▶ **SET EXERCISE**
Reproduce the section of the listing that begins with the line containing "Exercise. Mark the blue" and ends at the close of the listing, substituting "leaves" for "foliage" and changing nothing else. Exclude the pictures from the output.

▶ **DATASET ENTRIES**
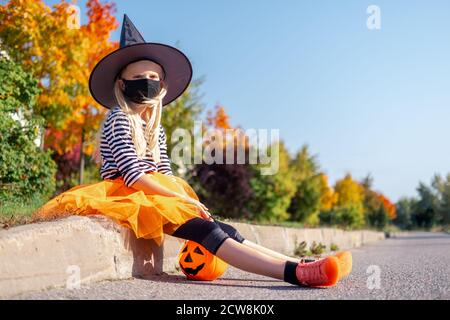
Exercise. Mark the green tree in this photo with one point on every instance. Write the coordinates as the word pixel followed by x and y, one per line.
pixel 349 210
pixel 307 199
pixel 425 211
pixel 405 209
pixel 376 214
pixel 272 193
pixel 25 170
pixel 442 188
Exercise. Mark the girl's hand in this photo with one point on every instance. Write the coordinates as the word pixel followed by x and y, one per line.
pixel 202 208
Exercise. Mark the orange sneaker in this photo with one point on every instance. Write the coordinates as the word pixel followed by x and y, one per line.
pixel 345 263
pixel 320 273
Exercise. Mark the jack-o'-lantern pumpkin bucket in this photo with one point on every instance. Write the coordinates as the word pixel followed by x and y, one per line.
pixel 197 263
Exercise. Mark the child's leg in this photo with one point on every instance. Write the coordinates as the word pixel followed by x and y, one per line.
pixel 269 251
pixel 248 259
pixel 233 233
pixel 209 234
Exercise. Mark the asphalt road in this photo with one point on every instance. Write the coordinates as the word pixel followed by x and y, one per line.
pixel 409 266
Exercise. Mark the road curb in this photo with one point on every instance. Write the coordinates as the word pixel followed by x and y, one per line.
pixel 65 252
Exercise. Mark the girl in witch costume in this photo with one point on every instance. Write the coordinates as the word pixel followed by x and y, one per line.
pixel 138 189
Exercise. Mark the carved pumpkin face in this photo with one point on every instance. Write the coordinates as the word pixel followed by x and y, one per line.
pixel 197 263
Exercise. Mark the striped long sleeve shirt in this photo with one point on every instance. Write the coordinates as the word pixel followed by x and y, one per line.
pixel 119 157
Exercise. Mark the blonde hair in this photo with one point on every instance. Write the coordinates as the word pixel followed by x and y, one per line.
pixel 143 141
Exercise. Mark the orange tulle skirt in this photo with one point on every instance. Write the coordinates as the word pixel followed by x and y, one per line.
pixel 148 215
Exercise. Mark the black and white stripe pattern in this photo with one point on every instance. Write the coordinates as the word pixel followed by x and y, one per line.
pixel 119 157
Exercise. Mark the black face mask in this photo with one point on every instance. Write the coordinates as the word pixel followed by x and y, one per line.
pixel 141 89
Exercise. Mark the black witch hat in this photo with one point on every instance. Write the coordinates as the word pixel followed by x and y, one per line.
pixel 175 65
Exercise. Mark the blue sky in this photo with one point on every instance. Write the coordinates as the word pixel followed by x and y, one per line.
pixel 365 101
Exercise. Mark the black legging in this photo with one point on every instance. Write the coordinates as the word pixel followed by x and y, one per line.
pixel 209 234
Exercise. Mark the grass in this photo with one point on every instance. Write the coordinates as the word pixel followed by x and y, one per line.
pixel 14 213
pixel 315 249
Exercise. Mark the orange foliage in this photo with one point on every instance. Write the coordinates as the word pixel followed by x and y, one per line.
pixel 219 122
pixel 329 198
pixel 390 207
pixel 61 57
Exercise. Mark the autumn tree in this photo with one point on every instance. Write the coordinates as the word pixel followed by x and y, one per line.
pixel 25 171
pixel 223 187
pixel 272 193
pixel 59 52
pixel 307 199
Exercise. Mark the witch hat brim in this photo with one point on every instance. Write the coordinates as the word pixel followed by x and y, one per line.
pixel 176 66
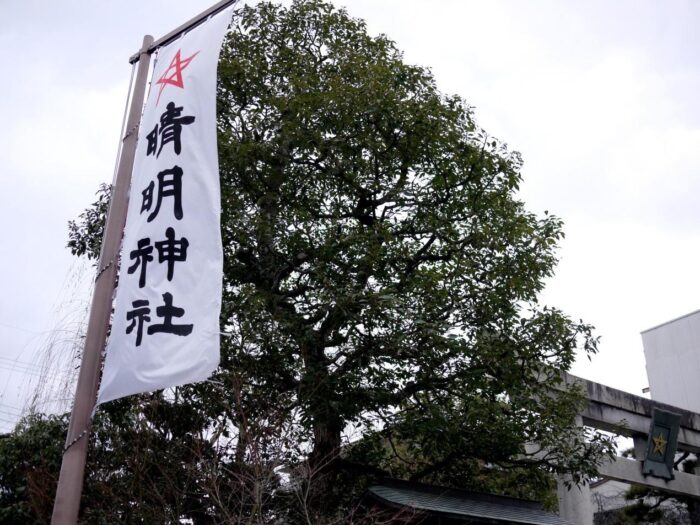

▶ **RESPONSE FOR THIS EXERCISE**
Exercise. Mark the blue sky in this photo with one point on every instance. Write the coordinates as the word pixel followed by x and y, one per line.
pixel 365 101
Exercise. Mark the black legging in this photo with one point on every instance. Write the coordinates as the word pixel followed by x and y, one per line.
pixel 209 234
Exercise. Mark the grass in this photo with one point on every instance. Write the coordinates as the word pixel followed by x and y, one per line.
pixel 14 213
pixel 315 249
Exercise. Mark the orange leaves in this photo with one point on every instance. Write the coordinates as the word pixel followed by x and y, one per line.
pixel 219 122
pixel 329 198
pixel 390 207
pixel 61 57
Exercise. Mark the autumn tree in this photo with one point on every instance. Write the coordinates as the word pixel followed by x and y, one per line.
pixel 25 171
pixel 223 187
pixel 272 193
pixel 59 52
pixel 307 199
Exercise. Mark the witch hat brim in this photo with one point on every instance. Write the coordinates as the word pixel followed by x and y, one per line.
pixel 176 66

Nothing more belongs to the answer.